**Direttive**:
- 1) Secondo il testo sull'infanzia, in quale periodo della vita l'infanzia nasce in noi?
- 2) Prosegui il testo sull'infanzia a partire dalla sua ultima frase.

**Brano del documento**:

Quello dell'infanzia:
ossia, l'infanzia è un'invenzione. L'infanzia nasce in noi durante l'adolescenza. E' in quel momento che la ripensiamo, la ponderiamo e grazie ad essa ci formiamo. Per questo i primi anni di vita e di riflesso il comportamento dei genitori è fondamentale:

(...) il bisogno di proteggerli, difenderli e renderli felici ha finito per "recluderli" in una campana di vetro escludendoli di fatto dal campo delle responsabilità familiari e sociali.

Fino a giungere alla dimensione "ortopedica" della mancanza. La mancanza, la solitudine però deve essere riconoscibile per il bambino, il bambino

deve sapersi mancare, scoprirsi tale e sorprendersi di questa sua condizione. La consapevolezza è un atto psichico che interrompe il suo stato di quiete e lo porta a interrogarsi sul senso della sua presenza nel mondo.

**Righe**:
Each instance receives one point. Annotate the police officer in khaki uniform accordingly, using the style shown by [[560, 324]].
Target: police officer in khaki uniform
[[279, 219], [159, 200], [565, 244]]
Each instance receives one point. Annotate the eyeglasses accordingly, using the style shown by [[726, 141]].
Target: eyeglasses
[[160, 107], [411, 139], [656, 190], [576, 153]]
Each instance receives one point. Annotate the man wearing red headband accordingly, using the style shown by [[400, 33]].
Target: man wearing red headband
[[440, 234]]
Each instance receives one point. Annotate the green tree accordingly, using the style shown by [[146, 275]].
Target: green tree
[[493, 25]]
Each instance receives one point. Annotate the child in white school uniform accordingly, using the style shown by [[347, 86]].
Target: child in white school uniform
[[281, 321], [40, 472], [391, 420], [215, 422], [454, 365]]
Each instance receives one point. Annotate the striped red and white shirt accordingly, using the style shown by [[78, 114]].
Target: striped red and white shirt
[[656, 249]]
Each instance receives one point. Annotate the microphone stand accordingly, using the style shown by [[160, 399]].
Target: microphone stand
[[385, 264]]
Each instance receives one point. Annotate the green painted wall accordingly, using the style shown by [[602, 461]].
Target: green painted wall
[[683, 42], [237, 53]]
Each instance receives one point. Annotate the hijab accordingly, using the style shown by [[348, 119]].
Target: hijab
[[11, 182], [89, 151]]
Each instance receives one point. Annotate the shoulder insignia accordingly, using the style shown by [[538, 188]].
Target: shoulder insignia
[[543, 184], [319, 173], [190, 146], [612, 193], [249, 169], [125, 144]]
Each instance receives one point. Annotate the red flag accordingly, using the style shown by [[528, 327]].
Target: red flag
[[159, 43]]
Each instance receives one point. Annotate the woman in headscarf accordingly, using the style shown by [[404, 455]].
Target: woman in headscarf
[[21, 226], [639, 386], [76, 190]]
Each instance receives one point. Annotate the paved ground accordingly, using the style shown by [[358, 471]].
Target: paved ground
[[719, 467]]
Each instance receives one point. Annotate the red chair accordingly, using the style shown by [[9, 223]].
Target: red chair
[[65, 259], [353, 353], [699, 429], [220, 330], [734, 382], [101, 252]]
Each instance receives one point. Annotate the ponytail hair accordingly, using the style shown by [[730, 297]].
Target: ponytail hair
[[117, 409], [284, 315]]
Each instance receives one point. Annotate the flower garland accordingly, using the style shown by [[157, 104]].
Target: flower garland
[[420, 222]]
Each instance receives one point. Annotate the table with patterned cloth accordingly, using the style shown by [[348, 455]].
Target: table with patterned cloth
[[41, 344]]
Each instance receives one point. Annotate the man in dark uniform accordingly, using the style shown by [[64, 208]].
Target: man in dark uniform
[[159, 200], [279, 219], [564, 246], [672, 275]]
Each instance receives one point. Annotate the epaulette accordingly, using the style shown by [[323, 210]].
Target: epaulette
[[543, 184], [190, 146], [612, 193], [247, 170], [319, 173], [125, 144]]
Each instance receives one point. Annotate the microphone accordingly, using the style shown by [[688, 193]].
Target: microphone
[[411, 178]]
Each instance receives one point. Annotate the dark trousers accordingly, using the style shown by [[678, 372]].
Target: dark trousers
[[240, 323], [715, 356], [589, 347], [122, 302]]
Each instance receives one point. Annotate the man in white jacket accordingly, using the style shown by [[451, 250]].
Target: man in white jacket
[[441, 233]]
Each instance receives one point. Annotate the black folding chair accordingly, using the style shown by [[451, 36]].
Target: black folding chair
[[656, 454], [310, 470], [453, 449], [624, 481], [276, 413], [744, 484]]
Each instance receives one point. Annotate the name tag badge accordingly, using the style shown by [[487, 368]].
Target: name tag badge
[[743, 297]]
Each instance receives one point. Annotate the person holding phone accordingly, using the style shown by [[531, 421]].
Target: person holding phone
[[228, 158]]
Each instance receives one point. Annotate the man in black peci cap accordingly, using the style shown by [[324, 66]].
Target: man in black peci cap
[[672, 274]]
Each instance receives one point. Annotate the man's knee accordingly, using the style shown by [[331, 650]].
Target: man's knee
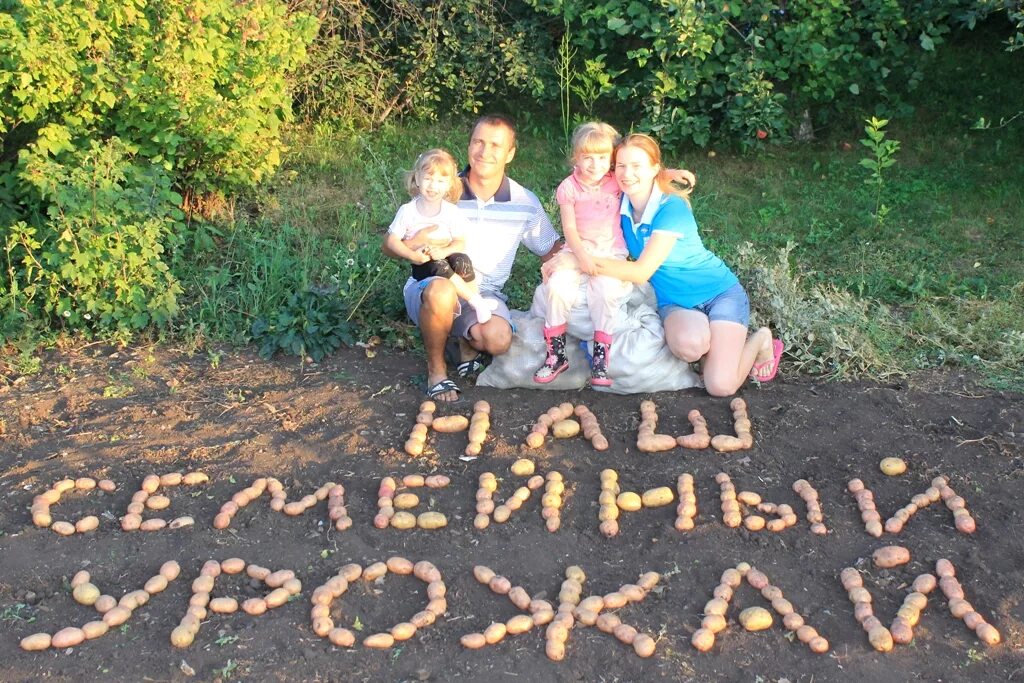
[[439, 297], [495, 337]]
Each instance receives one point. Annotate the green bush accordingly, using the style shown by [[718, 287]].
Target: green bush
[[104, 108], [95, 261], [748, 71], [373, 61]]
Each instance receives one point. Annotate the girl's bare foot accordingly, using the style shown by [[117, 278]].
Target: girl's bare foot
[[764, 361]]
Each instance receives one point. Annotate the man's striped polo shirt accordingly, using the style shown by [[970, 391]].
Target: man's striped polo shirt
[[496, 228]]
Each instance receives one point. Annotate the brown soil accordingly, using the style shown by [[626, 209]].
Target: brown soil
[[123, 415]]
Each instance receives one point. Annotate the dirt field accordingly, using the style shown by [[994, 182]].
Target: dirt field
[[121, 416]]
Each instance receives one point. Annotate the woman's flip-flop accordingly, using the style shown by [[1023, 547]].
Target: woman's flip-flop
[[776, 355]]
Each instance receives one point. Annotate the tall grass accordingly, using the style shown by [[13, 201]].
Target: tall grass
[[938, 282]]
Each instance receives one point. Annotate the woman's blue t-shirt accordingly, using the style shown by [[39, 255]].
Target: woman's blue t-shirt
[[691, 274]]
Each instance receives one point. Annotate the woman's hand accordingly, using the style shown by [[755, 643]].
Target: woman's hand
[[587, 264], [682, 177]]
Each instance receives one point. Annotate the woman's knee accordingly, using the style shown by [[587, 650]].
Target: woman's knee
[[563, 286], [690, 347], [720, 384]]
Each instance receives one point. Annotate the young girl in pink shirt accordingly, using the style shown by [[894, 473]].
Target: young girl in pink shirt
[[589, 201]]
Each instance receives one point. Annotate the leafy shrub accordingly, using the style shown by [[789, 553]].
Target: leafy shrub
[[375, 60], [95, 261], [750, 69], [107, 105], [309, 323]]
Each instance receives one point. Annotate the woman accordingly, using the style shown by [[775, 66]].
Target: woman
[[702, 306]]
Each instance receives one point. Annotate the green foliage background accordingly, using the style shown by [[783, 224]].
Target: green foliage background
[[139, 193]]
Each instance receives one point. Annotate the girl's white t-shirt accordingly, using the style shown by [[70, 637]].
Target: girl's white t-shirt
[[408, 221]]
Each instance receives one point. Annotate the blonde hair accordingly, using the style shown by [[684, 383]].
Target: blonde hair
[[594, 137], [434, 160], [649, 146]]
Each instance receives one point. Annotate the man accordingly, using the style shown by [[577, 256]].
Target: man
[[502, 214]]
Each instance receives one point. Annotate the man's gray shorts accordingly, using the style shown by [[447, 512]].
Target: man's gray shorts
[[465, 315]]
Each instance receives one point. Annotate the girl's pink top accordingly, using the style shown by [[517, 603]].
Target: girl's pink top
[[597, 214]]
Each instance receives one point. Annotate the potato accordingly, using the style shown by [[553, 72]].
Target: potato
[[86, 524], [655, 498], [449, 424], [473, 641], [702, 640], [500, 585], [181, 522], [519, 624], [159, 502], [182, 637], [881, 639], [104, 603], [402, 631], [901, 631], [625, 633], [629, 501], [891, 556], [276, 597], [714, 623], [254, 606], [754, 522], [153, 524], [793, 621], [522, 467], [232, 565], [655, 442], [341, 637], [756, 619], [223, 605], [565, 428], [495, 633], [818, 645], [406, 501], [62, 527], [757, 579], [988, 634], [116, 616], [93, 630], [204, 584], [36, 642], [402, 520], [431, 520]]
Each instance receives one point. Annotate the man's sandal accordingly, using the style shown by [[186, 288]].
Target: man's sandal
[[443, 387], [473, 367]]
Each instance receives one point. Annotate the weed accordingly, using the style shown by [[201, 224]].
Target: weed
[[116, 390], [225, 640], [18, 611], [883, 157], [227, 670]]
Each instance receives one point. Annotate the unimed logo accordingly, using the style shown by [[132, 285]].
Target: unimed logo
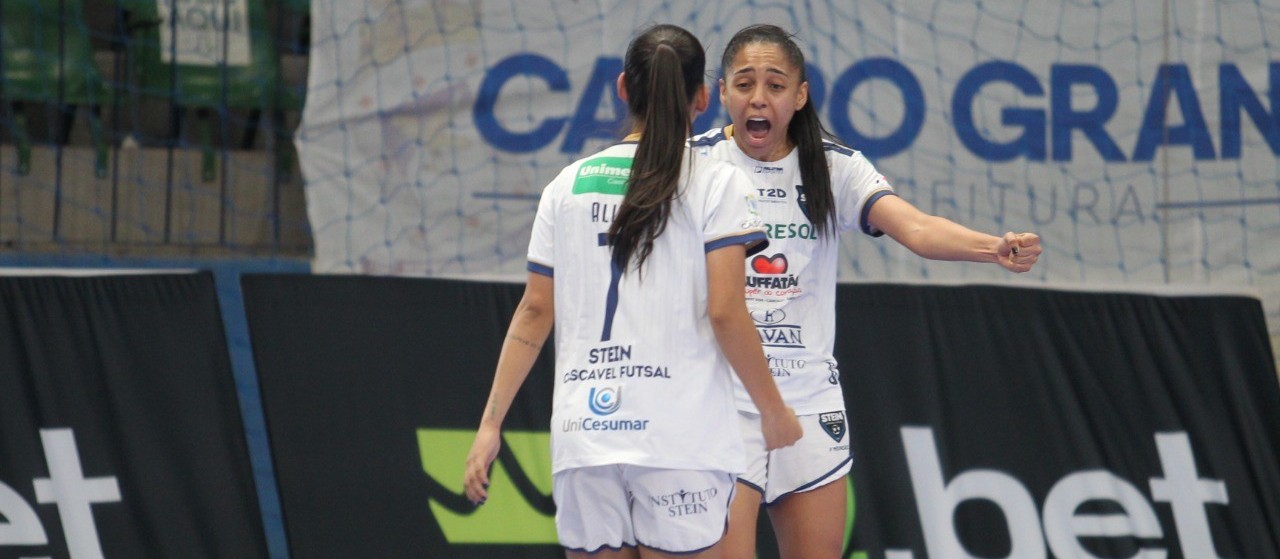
[[519, 511]]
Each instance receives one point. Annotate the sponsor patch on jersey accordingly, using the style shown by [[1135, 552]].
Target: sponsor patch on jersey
[[604, 401], [833, 422], [604, 175]]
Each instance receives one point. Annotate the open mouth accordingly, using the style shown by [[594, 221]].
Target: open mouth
[[758, 128]]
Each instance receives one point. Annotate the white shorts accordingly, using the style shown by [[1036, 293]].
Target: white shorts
[[819, 457], [616, 505]]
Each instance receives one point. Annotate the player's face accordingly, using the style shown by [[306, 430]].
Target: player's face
[[762, 91]]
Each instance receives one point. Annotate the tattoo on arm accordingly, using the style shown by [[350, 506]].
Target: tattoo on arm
[[521, 340]]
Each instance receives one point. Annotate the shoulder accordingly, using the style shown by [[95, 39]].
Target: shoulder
[[844, 159], [836, 150]]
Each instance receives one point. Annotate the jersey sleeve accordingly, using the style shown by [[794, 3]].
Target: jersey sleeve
[[731, 215], [858, 186], [542, 241]]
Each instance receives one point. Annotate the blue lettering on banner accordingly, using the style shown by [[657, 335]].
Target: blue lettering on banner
[[1046, 132]]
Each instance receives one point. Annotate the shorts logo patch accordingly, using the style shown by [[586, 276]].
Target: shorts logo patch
[[833, 424]]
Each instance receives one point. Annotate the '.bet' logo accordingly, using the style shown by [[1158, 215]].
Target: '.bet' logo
[[604, 401], [772, 265]]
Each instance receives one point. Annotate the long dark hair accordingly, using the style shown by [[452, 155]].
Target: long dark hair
[[663, 69], [805, 129]]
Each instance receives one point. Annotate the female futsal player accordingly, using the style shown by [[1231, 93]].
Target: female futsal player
[[810, 189], [638, 259]]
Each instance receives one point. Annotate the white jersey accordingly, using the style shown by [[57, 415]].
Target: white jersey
[[639, 376], [791, 287]]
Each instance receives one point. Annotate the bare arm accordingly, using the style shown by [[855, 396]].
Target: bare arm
[[529, 329], [940, 238], [736, 335]]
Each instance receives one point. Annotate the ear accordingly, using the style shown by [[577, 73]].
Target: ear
[[622, 87]]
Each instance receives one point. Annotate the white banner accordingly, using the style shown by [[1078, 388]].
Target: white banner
[[200, 28]]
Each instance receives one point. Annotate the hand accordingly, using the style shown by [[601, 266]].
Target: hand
[[1018, 251], [484, 450], [781, 429]]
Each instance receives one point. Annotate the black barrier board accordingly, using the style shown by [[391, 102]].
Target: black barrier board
[[119, 427], [993, 422], [1004, 422]]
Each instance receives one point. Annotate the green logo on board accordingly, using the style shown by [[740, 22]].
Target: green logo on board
[[520, 509]]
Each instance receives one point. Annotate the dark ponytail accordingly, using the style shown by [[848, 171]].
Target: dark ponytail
[[805, 129], [663, 69]]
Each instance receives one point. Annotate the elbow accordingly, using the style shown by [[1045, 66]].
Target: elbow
[[723, 316]]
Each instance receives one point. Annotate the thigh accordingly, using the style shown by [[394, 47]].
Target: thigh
[[679, 511], [743, 516], [810, 525], [818, 458], [593, 511]]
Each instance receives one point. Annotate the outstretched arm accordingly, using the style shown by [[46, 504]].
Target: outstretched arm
[[736, 335], [940, 238], [529, 329]]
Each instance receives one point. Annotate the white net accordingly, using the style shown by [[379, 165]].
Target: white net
[[1138, 140]]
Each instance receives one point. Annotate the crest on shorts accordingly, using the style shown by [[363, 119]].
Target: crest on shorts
[[833, 424]]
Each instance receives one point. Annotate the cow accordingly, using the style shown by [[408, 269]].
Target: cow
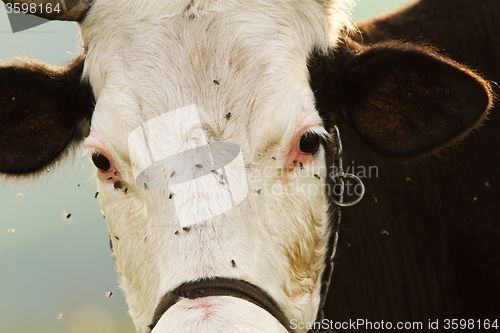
[[213, 129], [425, 243]]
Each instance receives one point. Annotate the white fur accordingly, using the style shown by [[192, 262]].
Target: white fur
[[248, 59]]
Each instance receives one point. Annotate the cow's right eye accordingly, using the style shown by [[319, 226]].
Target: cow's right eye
[[101, 162]]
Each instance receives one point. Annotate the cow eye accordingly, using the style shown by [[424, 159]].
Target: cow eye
[[101, 162], [309, 143]]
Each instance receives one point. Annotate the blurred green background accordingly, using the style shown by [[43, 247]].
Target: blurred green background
[[56, 273]]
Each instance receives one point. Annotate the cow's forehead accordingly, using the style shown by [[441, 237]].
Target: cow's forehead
[[246, 59]]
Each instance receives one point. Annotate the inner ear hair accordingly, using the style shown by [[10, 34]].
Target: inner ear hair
[[408, 100], [44, 110]]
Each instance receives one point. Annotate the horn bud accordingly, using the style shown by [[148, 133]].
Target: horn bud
[[69, 10]]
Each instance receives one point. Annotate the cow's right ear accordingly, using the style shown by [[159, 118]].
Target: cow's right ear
[[44, 110]]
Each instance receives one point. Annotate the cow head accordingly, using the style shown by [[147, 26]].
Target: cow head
[[209, 147]]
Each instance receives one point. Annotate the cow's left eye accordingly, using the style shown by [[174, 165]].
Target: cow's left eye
[[309, 143], [101, 162]]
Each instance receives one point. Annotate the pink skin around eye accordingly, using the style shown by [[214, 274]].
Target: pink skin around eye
[[112, 175], [296, 157]]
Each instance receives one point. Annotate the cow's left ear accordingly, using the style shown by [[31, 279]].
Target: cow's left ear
[[43, 111], [407, 100]]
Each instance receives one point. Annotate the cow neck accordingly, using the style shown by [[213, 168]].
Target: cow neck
[[338, 178]]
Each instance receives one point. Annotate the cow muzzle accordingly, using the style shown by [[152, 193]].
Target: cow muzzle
[[219, 286]]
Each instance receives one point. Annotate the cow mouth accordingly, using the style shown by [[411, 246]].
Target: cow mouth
[[219, 286]]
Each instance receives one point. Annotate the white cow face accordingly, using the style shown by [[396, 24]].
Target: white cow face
[[208, 145]]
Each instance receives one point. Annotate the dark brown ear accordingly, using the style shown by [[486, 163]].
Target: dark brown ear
[[43, 110], [407, 100]]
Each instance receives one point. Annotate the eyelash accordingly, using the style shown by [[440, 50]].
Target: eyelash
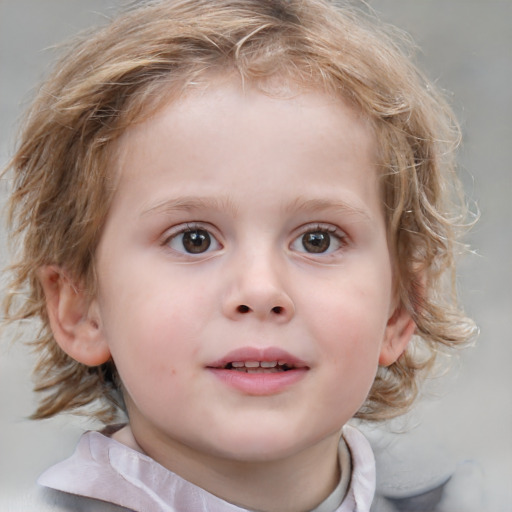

**Elenco risposte**:
- 1) Durante l'adolescenza.

- 2)
E a questo punto fa l'esempio dell'allattamento:

Stiamo sottolineando quanto sia fondamentale, per il corretto ridimensionamento della madre, che, al di là delle prestazioni e delle cosa elargite, lui la riconosca nella sua umanità. Come qualcuno, in particolare, che non si limita ad esaudire la richiesta del suo bambino - "Dammi il seno" -, ma come un soggetto che porta a sua volta una domanda: "Lasciati nutrire da me, sii il mio bambino": una domanda che esprime già un desiderio che è al di là del semplice fatto di nutrire.


Forse non si riflette abbastanza sul fatto che l'eccesso di facilitazioni può avere un effetto inibente nel promuovere l'assunzione di responsabilità.

Già, assunzione di responsabilità. Una cosa che manca assolutamente però, anche a noi genitori a ben pensarci.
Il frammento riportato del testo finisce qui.